▶ _Extracted data_:
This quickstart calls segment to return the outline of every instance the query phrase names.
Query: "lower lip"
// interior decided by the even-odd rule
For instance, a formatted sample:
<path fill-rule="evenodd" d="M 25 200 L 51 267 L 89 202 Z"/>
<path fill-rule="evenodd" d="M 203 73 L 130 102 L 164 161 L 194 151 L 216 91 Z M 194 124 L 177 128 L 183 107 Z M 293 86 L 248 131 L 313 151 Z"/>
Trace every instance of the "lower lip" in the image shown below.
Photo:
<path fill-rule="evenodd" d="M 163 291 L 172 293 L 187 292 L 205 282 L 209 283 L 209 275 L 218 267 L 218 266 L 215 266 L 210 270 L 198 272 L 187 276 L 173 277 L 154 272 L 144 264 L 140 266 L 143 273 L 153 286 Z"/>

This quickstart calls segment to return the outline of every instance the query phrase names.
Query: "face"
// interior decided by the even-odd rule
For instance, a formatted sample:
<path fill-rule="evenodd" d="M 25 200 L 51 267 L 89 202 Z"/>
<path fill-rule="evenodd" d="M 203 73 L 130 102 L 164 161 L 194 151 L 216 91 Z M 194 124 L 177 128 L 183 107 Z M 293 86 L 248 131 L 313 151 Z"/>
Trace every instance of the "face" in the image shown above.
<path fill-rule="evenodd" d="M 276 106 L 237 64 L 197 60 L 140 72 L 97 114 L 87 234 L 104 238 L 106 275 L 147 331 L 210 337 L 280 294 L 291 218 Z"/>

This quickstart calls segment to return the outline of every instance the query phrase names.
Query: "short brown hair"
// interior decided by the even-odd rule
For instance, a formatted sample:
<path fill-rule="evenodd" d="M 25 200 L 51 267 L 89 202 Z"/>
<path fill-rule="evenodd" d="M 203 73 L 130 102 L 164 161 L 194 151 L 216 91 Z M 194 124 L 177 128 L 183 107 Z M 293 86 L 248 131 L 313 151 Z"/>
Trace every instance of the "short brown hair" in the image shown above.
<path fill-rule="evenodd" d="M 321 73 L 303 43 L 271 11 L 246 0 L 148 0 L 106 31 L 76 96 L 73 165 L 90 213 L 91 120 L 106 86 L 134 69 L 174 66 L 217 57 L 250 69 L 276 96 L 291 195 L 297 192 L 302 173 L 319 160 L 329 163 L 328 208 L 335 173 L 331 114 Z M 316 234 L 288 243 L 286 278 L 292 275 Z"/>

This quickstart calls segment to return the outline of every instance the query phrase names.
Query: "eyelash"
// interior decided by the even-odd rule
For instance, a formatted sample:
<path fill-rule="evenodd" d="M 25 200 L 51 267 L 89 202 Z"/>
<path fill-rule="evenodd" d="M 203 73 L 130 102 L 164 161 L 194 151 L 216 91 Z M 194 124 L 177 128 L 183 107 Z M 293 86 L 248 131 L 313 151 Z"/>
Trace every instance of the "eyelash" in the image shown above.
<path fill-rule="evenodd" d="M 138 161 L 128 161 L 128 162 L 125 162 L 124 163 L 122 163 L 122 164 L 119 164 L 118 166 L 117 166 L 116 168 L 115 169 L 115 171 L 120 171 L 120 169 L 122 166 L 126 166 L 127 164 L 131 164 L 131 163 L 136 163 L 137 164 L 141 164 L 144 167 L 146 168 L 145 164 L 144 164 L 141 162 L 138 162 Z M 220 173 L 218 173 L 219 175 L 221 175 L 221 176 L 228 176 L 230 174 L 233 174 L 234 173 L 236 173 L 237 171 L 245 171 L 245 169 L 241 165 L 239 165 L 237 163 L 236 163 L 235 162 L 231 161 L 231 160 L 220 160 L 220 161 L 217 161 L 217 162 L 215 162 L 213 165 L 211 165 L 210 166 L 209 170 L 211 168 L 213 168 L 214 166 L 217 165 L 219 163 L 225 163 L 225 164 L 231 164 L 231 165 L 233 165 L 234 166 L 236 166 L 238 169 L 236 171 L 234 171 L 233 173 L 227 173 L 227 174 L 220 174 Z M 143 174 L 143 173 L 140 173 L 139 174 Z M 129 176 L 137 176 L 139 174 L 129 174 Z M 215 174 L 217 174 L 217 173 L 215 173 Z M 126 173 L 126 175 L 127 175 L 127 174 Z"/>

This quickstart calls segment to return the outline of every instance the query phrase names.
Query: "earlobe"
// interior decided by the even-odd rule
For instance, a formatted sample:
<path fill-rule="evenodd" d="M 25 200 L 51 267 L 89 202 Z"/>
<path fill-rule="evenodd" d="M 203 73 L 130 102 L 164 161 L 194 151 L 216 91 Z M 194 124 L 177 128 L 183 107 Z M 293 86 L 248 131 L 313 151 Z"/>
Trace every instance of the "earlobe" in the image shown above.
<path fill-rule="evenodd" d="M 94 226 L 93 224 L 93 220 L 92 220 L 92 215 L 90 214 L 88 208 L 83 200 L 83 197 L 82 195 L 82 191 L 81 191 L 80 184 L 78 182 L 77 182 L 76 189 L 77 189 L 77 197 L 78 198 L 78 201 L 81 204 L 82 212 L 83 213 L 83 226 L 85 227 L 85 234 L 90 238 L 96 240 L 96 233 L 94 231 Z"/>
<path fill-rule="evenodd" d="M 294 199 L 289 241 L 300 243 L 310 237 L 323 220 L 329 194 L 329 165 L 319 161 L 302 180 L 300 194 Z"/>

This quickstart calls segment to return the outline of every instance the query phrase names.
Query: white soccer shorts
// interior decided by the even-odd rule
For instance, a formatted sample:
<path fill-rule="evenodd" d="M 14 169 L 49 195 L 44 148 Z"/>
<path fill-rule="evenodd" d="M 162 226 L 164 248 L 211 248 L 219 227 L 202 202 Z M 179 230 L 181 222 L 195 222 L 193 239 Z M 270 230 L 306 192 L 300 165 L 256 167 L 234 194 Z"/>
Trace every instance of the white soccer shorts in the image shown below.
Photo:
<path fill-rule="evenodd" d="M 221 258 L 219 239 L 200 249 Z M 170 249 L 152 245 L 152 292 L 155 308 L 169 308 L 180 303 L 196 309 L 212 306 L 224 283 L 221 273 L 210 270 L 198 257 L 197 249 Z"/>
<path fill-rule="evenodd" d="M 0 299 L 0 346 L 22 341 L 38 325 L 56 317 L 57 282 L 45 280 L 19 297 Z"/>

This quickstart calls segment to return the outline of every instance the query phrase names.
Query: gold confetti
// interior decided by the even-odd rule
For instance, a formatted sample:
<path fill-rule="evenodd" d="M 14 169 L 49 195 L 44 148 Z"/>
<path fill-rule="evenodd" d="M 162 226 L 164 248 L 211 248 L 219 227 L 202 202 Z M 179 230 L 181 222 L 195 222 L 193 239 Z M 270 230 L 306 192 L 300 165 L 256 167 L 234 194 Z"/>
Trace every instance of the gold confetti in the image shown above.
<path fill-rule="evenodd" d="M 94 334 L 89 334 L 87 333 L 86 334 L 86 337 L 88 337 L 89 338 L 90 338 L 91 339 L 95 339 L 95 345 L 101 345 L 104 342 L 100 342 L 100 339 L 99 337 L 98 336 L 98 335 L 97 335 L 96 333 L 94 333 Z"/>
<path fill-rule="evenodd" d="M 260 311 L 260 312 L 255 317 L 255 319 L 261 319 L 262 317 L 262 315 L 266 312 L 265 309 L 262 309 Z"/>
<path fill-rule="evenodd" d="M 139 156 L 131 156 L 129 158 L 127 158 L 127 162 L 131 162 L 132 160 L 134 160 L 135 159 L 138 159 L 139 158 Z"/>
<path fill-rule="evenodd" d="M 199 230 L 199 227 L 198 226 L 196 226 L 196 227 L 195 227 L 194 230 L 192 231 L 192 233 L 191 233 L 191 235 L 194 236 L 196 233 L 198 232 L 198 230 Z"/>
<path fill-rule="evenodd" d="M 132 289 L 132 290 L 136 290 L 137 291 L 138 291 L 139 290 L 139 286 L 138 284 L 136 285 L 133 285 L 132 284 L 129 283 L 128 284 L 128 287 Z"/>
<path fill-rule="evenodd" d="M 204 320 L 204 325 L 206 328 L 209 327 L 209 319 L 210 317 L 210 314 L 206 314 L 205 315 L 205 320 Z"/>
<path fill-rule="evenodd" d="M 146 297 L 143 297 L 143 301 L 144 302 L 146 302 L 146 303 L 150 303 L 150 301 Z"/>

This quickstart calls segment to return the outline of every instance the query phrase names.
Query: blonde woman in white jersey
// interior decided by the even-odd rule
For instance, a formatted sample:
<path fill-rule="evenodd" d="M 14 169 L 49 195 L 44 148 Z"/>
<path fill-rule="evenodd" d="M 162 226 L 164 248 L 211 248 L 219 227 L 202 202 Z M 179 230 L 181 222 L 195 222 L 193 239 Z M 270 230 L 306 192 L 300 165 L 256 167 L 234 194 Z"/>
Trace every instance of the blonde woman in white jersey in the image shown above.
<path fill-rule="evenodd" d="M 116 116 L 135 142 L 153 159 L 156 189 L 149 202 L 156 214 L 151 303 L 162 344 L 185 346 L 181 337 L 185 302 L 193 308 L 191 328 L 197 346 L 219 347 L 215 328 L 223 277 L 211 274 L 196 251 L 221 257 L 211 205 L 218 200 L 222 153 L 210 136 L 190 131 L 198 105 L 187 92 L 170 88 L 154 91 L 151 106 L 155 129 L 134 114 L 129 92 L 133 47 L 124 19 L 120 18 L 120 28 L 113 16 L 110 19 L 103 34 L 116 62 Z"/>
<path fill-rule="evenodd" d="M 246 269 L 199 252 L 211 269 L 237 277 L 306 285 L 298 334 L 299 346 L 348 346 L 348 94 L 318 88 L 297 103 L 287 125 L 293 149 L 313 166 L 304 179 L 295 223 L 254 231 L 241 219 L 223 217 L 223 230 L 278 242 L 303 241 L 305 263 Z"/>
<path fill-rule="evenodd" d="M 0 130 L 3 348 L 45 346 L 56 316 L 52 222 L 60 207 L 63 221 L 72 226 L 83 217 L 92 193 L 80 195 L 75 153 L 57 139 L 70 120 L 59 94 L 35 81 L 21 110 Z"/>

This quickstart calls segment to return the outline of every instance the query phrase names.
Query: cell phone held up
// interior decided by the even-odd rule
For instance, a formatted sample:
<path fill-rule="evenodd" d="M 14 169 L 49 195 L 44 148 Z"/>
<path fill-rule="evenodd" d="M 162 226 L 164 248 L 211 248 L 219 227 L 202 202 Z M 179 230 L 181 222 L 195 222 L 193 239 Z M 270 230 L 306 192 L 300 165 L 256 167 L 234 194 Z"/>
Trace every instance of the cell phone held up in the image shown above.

▶ _Set problem_: Rescale the data from its first line through the line that contains "163 291 L 172", reproducing every line in full. Multiply each polygon coordinate in the answers by 1.65 and round to whole numbers, with halves rounding up, and leave all other text and numbers unchanged.

▶ _Answer below_:
This quickstart calls segment to return the outline of every instance the query phrase names.
Query: "lower lip"
// interior decided by the even-odd rule
For instance, a formatted sample:
<path fill-rule="evenodd" d="M 25 200 L 51 267 L 89 202 Z"/>
<path fill-rule="evenodd" d="M 203 73 L 130 102 L 164 161 L 194 151 L 216 91 Z M 194 124 L 177 128 L 183 107 Z M 293 86 L 248 131 L 313 151 Z"/>
Trace every instance of the "lower lip" in the image shown below.
Photo:
<path fill-rule="evenodd" d="M 269 480 L 284 483 L 309 482 L 338 465 L 345 467 L 345 454 L 360 441 L 360 439 L 355 439 L 347 446 L 327 449 L 309 455 L 285 457 L 254 449 L 238 436 L 231 439 L 236 450 L 252 472 Z"/>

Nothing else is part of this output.